My tool-kit for tiny long-run batch jobs

In my first story in this series, I explained that I spend about a day a week solving problems that interest me with tiny software applications. I’ve been assembling a tool-kit to quickly build against architectural patterns that I find keep coming up in tiny apps. The technology I choose has to solve these problems:

  • I only want to pay for what I use (scale-to-zero)
  • I don’t have a lot of time available for learning or building (no steep learning curves without substantial time-savings)
  • I don’t have time for maintenance activities (no patching servers, automated scale-up)
  • I’m not a good UI designer or front end engineer (design systems are great)

Point annotation records:
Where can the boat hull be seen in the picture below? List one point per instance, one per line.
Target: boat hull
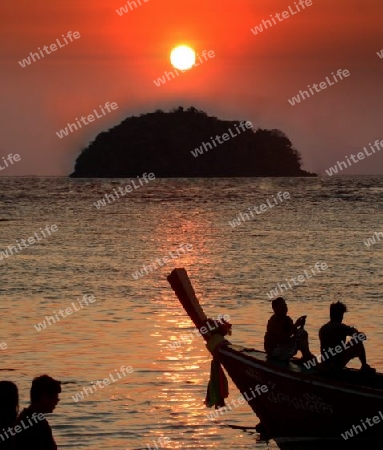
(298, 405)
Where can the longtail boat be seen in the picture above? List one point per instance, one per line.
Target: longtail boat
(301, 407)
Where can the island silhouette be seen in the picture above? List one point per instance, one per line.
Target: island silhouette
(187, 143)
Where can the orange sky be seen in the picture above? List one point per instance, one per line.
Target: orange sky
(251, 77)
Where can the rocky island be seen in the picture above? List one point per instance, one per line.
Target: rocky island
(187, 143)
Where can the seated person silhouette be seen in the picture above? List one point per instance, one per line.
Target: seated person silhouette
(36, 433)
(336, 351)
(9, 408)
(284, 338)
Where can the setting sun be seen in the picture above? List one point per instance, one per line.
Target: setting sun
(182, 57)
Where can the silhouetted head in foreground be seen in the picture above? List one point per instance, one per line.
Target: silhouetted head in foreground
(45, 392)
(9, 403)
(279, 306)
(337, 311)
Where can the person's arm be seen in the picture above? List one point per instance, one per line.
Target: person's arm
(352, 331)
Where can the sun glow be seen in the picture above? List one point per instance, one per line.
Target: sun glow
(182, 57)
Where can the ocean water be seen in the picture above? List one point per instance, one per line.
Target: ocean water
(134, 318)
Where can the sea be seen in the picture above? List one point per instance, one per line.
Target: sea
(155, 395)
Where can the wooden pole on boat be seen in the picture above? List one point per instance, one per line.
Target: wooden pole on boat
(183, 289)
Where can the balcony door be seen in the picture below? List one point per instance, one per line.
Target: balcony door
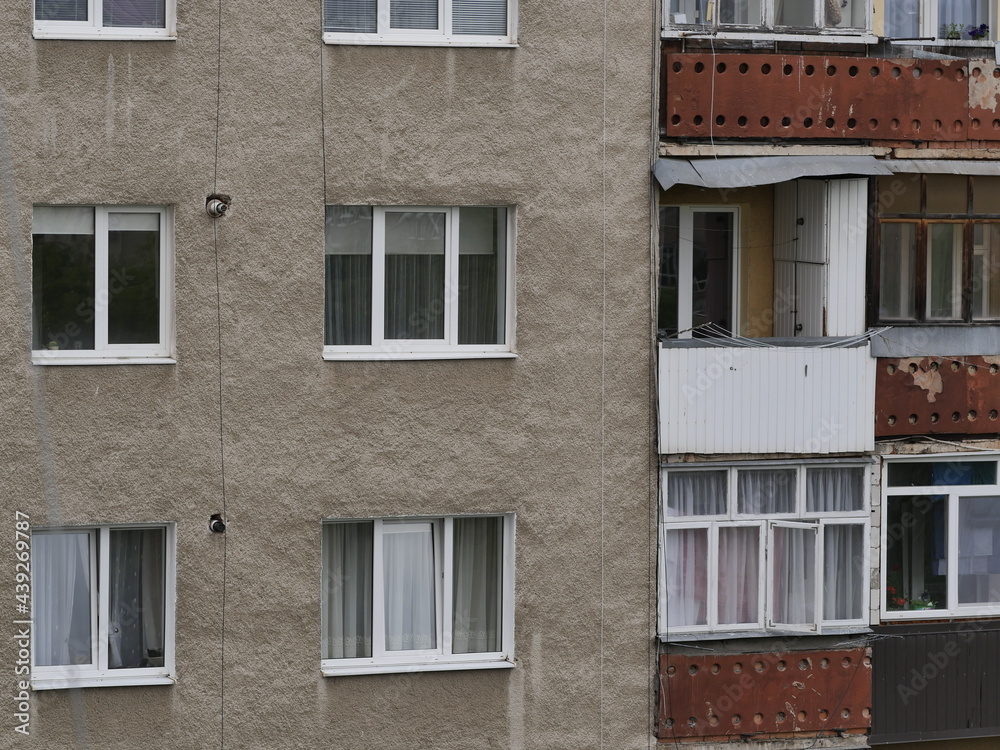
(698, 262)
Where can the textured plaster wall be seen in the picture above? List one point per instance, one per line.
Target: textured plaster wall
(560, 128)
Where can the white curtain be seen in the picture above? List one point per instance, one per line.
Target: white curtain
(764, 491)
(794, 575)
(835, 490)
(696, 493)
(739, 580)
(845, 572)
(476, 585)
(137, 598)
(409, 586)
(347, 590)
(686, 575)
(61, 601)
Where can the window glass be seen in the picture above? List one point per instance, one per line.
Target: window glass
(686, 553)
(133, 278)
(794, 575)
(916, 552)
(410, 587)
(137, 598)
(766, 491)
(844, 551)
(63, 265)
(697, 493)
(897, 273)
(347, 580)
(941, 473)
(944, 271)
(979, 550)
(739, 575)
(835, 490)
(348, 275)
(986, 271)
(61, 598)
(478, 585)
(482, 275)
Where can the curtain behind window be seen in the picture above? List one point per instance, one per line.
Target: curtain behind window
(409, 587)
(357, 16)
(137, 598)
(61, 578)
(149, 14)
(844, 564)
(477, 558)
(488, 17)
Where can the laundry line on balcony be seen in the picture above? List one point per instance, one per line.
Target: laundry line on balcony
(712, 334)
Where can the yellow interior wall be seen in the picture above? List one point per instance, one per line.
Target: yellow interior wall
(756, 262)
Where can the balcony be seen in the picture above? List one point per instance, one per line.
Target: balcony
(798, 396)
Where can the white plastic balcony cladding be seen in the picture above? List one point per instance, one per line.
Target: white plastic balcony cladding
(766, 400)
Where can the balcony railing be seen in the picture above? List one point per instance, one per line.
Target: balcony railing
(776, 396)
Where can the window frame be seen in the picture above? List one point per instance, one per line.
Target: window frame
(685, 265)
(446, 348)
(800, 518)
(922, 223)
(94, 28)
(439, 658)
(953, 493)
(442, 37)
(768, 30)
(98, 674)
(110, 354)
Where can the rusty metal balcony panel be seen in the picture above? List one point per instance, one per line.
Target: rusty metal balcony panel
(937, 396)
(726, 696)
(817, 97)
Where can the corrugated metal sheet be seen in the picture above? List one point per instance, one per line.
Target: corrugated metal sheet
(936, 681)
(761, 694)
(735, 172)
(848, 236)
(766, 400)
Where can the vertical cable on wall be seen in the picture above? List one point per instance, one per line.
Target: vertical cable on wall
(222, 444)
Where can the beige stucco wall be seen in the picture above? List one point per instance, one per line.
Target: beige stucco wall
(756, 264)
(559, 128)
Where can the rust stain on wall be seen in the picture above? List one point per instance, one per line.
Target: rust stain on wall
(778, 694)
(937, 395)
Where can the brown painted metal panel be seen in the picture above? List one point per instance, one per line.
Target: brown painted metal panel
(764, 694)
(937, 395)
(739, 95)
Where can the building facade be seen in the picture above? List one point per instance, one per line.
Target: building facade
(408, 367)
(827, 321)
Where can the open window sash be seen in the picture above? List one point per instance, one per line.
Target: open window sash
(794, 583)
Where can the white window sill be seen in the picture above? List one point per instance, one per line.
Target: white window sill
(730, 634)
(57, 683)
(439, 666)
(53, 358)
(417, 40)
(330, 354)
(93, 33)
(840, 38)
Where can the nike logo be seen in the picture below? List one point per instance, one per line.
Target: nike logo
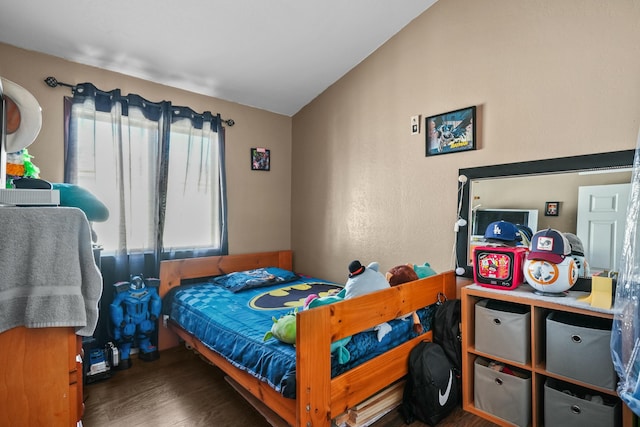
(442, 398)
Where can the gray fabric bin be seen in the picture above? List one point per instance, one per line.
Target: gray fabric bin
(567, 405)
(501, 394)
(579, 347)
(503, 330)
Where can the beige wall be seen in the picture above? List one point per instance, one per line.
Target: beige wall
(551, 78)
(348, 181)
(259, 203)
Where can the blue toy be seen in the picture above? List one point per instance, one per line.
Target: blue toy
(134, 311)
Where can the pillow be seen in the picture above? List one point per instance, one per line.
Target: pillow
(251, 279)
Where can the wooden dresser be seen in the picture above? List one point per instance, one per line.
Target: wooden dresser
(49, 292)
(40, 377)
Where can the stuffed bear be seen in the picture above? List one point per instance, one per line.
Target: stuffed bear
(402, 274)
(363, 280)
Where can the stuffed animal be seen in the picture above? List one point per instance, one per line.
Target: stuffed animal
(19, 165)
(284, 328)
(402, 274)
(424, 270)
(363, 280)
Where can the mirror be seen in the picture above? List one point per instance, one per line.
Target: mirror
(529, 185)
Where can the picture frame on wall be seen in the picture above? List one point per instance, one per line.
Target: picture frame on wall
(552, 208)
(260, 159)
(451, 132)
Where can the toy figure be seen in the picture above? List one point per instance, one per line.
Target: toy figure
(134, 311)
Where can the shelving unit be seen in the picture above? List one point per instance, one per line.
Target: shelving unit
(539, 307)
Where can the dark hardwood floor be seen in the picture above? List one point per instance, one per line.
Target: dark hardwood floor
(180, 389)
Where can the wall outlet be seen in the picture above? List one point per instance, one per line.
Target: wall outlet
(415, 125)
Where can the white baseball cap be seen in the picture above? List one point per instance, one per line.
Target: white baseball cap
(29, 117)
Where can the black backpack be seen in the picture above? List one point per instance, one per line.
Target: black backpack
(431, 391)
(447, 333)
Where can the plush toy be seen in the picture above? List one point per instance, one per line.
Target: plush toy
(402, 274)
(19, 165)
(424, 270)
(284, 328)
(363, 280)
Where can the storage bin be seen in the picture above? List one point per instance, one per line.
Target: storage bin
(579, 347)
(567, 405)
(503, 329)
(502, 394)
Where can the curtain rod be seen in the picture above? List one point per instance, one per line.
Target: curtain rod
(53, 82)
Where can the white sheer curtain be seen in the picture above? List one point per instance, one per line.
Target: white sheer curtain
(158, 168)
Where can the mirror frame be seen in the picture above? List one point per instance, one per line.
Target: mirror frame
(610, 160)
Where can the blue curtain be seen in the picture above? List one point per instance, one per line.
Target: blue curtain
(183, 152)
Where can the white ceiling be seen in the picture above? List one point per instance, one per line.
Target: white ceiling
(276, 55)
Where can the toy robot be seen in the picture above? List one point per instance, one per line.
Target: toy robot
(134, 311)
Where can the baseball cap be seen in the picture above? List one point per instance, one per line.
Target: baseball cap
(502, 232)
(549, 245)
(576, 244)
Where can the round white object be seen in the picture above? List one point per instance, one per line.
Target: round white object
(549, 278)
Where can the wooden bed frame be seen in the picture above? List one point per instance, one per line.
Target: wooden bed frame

Tasks to perform:
[1] Turn the stretch of entries from the line containing "Where can the round" through the last entry line into a numbered list, with blank lines omitted.
[2] Carry on the tool-kit post past its final line.
The tool-kit post and the entries are unrelated to each other.

Expected outputs:
[1]
1. Where can the round white object be seen in the picture above? List one point per instance, one per line.
2. Target: round white object
3. (549, 278)
4. Where can the wooden bed frame be seen in the picture above? List one point per instance, one per line.
5. Target: wooden bed frame

[2]
In my fourth story in the series, I explained my approach to doing background processing that isn’t in response to an interaction from a user interface, where the processing will complete in a minute or less. AWS Lambda works well in that situation, but Lambda isn’t so great when a job is going to run for a long time. The costs start creeping up, and the global maximum execution time has a maximum allowed duration of fifteen minutes. Fortunately AWS also provide AWS Batch, which is ideal for longer running jobs, but is a bit more complicated than deploying a Lambda.

To illustrate this tool-kit I’ll use a different side-project example: web-scraping Goodreads and the book catalogues at my local libraries.

TL;DR

  • AWS Batch with AWS Elastic Container Service (ECS) and AWS Elastic Container Registry (ECR)
  • Docker with Node.js on AWS EC2
  • AWS S3
  • AWS EventBridge (formerly the “events” part of CloudWatch)
  • Github Actions

The business problem

I do all my reading on e-books and e-audiobooks. I read mostly literary fiction, and libraries here in New Zealand provide an excellent service via Overdrive, BorrowBox, and Ulverscroft. I’m a big Goodreads user, and I get as frustrated as everyone else with the poor and deteriorating user experience, removal of APIs, and general stagnation of what was once long ago an independent, cutting-edge way to manage bookmark lists and reviews. But… Goodreads have all the data.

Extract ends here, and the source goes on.